===== SUPPLIED MATERIAL

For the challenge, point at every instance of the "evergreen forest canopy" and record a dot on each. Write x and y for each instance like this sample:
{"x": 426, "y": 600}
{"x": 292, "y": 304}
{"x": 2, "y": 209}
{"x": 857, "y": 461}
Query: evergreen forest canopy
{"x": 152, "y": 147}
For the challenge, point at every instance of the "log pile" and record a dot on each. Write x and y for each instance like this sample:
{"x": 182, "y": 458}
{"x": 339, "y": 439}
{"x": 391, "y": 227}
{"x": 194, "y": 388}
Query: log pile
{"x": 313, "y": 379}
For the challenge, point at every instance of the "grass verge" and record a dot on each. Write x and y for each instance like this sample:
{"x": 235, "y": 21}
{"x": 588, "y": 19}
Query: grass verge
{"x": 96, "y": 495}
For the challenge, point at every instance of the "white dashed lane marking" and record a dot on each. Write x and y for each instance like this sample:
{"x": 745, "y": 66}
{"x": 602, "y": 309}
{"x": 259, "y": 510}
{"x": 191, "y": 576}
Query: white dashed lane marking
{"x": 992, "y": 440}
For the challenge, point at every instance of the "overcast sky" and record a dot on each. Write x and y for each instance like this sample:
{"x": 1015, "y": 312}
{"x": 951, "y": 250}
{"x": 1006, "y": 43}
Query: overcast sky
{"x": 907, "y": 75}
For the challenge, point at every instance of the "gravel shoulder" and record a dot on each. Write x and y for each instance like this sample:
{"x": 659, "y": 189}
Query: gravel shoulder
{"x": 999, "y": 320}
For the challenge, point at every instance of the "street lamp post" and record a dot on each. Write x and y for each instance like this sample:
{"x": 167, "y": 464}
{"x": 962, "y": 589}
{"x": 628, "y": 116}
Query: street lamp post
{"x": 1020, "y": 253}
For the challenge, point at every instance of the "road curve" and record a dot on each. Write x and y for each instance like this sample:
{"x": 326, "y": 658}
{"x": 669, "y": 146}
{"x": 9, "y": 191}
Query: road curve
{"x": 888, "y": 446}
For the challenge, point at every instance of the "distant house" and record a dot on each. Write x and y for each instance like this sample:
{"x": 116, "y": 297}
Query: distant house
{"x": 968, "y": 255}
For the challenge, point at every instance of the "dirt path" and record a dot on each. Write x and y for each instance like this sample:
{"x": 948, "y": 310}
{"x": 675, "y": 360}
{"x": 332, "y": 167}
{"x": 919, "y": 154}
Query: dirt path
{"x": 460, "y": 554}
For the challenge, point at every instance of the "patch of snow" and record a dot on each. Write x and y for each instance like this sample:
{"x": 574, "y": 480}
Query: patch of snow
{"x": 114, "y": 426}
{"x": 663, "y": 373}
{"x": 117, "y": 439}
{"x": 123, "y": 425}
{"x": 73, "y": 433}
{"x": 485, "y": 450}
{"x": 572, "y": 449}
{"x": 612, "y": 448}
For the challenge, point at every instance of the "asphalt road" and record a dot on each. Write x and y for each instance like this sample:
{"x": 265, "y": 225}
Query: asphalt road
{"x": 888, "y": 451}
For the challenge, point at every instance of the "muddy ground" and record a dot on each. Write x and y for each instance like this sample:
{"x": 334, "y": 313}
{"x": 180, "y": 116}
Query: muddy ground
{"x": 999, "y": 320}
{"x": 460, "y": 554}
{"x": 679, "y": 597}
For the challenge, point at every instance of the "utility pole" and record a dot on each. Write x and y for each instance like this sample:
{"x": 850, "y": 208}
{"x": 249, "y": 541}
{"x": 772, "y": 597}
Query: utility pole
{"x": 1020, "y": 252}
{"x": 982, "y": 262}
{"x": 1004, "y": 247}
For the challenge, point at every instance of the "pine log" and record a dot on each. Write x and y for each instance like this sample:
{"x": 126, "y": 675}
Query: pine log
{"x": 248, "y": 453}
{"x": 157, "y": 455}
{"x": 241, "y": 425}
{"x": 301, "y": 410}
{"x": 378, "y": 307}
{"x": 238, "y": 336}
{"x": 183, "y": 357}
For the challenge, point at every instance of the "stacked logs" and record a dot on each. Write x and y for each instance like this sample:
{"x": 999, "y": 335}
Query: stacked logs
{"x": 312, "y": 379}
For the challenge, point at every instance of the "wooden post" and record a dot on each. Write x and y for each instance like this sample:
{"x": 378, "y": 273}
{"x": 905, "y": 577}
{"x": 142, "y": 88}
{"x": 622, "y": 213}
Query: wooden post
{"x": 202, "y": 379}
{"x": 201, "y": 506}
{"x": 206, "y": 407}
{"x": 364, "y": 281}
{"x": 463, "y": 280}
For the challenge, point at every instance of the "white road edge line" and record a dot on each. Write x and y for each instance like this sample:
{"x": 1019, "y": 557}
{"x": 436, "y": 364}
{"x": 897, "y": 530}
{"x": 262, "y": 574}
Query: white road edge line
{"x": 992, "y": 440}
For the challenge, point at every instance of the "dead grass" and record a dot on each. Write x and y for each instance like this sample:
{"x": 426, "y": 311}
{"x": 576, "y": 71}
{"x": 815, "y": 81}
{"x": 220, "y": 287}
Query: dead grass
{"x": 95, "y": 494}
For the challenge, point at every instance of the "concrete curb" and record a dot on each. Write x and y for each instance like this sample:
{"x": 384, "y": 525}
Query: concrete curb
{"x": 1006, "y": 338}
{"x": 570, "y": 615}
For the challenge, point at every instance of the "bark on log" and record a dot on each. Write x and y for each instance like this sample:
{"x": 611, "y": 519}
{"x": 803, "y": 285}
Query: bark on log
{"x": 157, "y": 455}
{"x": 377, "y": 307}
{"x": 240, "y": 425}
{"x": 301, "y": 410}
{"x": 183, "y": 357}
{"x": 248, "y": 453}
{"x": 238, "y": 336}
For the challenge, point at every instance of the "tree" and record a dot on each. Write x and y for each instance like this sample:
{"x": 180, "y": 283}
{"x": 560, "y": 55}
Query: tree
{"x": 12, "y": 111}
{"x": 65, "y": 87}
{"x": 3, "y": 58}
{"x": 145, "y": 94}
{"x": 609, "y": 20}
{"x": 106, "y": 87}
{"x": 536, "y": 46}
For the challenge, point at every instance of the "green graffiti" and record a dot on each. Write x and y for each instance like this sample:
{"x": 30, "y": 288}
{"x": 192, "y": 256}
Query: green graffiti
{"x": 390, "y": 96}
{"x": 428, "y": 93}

==========

WORK REQUIRED: Go through the records and copy each one exactly.

SOLUTION BELOW:
For the challenge, point at every instance of the "evergreen forest canopy" and record a dot on each. Write x and y for each instance like this sample:
{"x": 426, "y": 600}
{"x": 292, "y": 304}
{"x": 2, "y": 209}
{"x": 857, "y": 461}
Query: evergreen forest canopy
{"x": 152, "y": 147}
For the challenge, point at every instance of the "log pile" and record a dot on each. Write x and y for each instance like this sample:
{"x": 182, "y": 458}
{"x": 339, "y": 439}
{"x": 391, "y": 227}
{"x": 194, "y": 388}
Query: log pile
{"x": 313, "y": 379}
For the challenge, point at every instance of the "grass verge" and record a dot on each. Write x and y for each instance like this sample:
{"x": 235, "y": 21}
{"x": 588, "y": 19}
Query: grass verge
{"x": 96, "y": 495}
For the challenge, point at every instance of the "white dashed lane marking" and record a dot on each. Write x and y for each instance like this sample:
{"x": 745, "y": 66}
{"x": 602, "y": 309}
{"x": 259, "y": 510}
{"x": 191, "y": 576}
Query: white dashed lane marking
{"x": 992, "y": 440}
For the challenge, point at every instance of the "overcast sky" and record a dot on each. Write x and y for each instance like this sample:
{"x": 1015, "y": 312}
{"x": 951, "y": 250}
{"x": 1006, "y": 43}
Query: overcast sky
{"x": 907, "y": 75}
For the challenge, point at every instance of the "gravel shoulder" and record a dot on each. Write x and y for each instance like this sample:
{"x": 659, "y": 189}
Query: gravel shoulder
{"x": 999, "y": 320}
For the challenge, point at every instance of the "street lamp post" and record a dot on each. Write x and y for each instance like this sample:
{"x": 167, "y": 464}
{"x": 962, "y": 589}
{"x": 628, "y": 116}
Query: street lamp post
{"x": 1020, "y": 253}
For the challenge, point at every instance of the "road curve" and record a dot on each. Write x and y for each instance like this sample:
{"x": 326, "y": 658}
{"x": 669, "y": 146}
{"x": 9, "y": 191}
Query: road curve
{"x": 888, "y": 446}
For the challenge, point at every instance of the "distant house" and record a dot on each. Write x and y for each instance like this sample:
{"x": 116, "y": 297}
Query: distant house
{"x": 968, "y": 255}
For the challenge, point at every instance of the "dirt path" and record a dot on each. Write x and y for each instance like this sample:
{"x": 948, "y": 310}
{"x": 675, "y": 360}
{"x": 332, "y": 167}
{"x": 919, "y": 154}
Query: dirt path
{"x": 460, "y": 554}
For the challenge, point at every instance of the "patch of snow" and record a dot on each. Write x and y for each instance like this sample:
{"x": 574, "y": 480}
Query: patch of snow
{"x": 114, "y": 426}
{"x": 663, "y": 373}
{"x": 117, "y": 439}
{"x": 123, "y": 425}
{"x": 73, "y": 433}
{"x": 485, "y": 450}
{"x": 572, "y": 449}
{"x": 612, "y": 448}
For the challenge, point at every instance of the "asphalt road" and record a dot on each. Write x and y for each instance like this sample:
{"x": 265, "y": 225}
Query: asphalt road
{"x": 888, "y": 451}
For the challenge, point at every instance of the "muddy ground" and record a dot on each. Write x and y for each instance like this sample:
{"x": 334, "y": 313}
{"x": 180, "y": 116}
Query: muddy ground
{"x": 999, "y": 320}
{"x": 460, "y": 554}
{"x": 679, "y": 597}
For the challenge, point at every instance of the "utility pole" and record a dot on each. Write x and y for each instance like this sample:
{"x": 850, "y": 208}
{"x": 249, "y": 541}
{"x": 772, "y": 597}
Query: utility pole
{"x": 1020, "y": 252}
{"x": 982, "y": 262}
{"x": 1004, "y": 247}
For the challenge, point at every instance of the "pine log" and record a dot on each. Write x and y for each instance like this sample:
{"x": 126, "y": 675}
Query: pine log
{"x": 248, "y": 453}
{"x": 157, "y": 455}
{"x": 241, "y": 425}
{"x": 301, "y": 410}
{"x": 378, "y": 307}
{"x": 238, "y": 336}
{"x": 183, "y": 357}
For the challenge, point at every instance of the "stacked logs" and record a dot on each. Write x and y for each instance like this sample:
{"x": 999, "y": 335}
Query: stacked logs
{"x": 312, "y": 379}
For the challenge, point at every instance of the "wooden post" and record a dot on each. Write x and y for each instance like this sample:
{"x": 378, "y": 273}
{"x": 905, "y": 577}
{"x": 142, "y": 88}
{"x": 622, "y": 213}
Query: wooden post
{"x": 202, "y": 379}
{"x": 201, "y": 506}
{"x": 206, "y": 407}
{"x": 364, "y": 281}
{"x": 463, "y": 280}
For the challenge, point at every instance of the "white road edge line" and record a dot on each. Write x and y for each instance like this sample:
{"x": 1019, "y": 557}
{"x": 436, "y": 364}
{"x": 897, "y": 530}
{"x": 262, "y": 574}
Query: white road edge line
{"x": 992, "y": 440}
For the challenge, point at every instance of the "dead grass" and record a dot on each. Write x and y for each instance like this sample:
{"x": 426, "y": 311}
{"x": 576, "y": 71}
{"x": 815, "y": 81}
{"x": 220, "y": 287}
Query: dead grass
{"x": 95, "y": 494}
For the challenge, point at every instance of the "concrete curb" and record a dot on each. Write x and y for each instance like this sample:
{"x": 384, "y": 525}
Query: concrete curb
{"x": 1006, "y": 338}
{"x": 570, "y": 615}
For the challenge, point at every instance of the "bark on log" and record a dot on each. Write x and y for each instance like this sample:
{"x": 611, "y": 519}
{"x": 803, "y": 285}
Query: bark on log
{"x": 157, "y": 455}
{"x": 377, "y": 307}
{"x": 240, "y": 425}
{"x": 301, "y": 410}
{"x": 183, "y": 357}
{"x": 248, "y": 453}
{"x": 238, "y": 336}
For the challenge, point at every instance of the "tree" and record a dot on each. Write x and y for each instance like this sample:
{"x": 180, "y": 283}
{"x": 560, "y": 55}
Query: tree
{"x": 12, "y": 111}
{"x": 65, "y": 87}
{"x": 3, "y": 58}
{"x": 145, "y": 94}
{"x": 609, "y": 20}
{"x": 106, "y": 87}
{"x": 536, "y": 46}
For the challenge, point at every instance of the "green graffiti" and record a dot on each. Write x and y for each instance like this sample:
{"x": 30, "y": 288}
{"x": 192, "y": 256}
Query: green graffiti
{"x": 390, "y": 96}
{"x": 428, "y": 93}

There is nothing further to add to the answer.